→ **Exercise details**
Rewrite the entries starting at the line containing "Identify the rear wheel" and ending at the last line of the entries, with the requests included. Add 30 to every coordinate in the answer points, and leave the numbers in the requests and their format samples unchanged.

====== Material provided

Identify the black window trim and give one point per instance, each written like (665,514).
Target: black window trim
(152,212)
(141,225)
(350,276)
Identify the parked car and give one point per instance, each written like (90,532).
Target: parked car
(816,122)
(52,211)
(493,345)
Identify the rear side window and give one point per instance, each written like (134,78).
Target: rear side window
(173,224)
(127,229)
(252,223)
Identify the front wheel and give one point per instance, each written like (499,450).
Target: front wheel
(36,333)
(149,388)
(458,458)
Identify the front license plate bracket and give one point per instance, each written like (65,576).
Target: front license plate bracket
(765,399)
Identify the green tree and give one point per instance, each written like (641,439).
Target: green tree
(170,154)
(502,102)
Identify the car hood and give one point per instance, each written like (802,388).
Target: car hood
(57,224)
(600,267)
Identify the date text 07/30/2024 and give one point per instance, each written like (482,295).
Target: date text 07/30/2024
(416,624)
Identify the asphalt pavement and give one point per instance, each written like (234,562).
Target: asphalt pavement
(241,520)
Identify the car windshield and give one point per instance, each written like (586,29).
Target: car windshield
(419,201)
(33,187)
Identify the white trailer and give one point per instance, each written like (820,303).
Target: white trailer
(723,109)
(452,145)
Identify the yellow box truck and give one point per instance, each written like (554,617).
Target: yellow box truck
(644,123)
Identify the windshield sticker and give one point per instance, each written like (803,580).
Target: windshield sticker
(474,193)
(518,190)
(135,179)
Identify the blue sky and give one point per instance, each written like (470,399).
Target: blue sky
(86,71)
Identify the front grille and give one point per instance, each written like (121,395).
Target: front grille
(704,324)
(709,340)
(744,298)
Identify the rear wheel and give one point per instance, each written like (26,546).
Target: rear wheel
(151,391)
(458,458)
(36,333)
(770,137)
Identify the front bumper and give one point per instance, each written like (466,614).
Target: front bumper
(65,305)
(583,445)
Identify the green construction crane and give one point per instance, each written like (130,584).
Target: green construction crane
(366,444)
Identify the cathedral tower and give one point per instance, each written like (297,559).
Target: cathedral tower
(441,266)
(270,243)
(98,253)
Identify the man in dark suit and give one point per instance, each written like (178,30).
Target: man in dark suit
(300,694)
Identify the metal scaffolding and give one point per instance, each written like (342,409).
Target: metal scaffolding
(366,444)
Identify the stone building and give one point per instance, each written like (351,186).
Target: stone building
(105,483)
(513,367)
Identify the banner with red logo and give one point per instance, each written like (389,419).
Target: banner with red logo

============

→ **Response to this task**
Identify the rear wheel and give one point per instance, each written like (26,546).
Target: rear wheel
(181,421)
(488,488)
(66,363)
(800,167)
Identify the front bumper and give one point per instance, each written like (466,614).
Target: front bumper
(95,335)
(613,475)
Identify the green construction crane and give one point per instance, each written like (130,584).
Target: green construction crane
(396,474)
Identify the cathedral tower and give one point per instance, each written like (297,559).
Target: cathedral tower
(471,296)
(300,273)
(128,283)
Identify the man in dark suit and give one point per instance, each written like (178,30).
Target: man in dark suit
(330,724)
Identify the metal scaffolding and give one point per instance, each written like (342,409).
Target: metal scaffolding
(396,474)
Identify the stone building and give one point per instance, each written like (351,186).
Target: stone building
(135,513)
(543,397)
Identify the banner with red logo and give one point per instance, each written like (389,419).
Target: banner with red logo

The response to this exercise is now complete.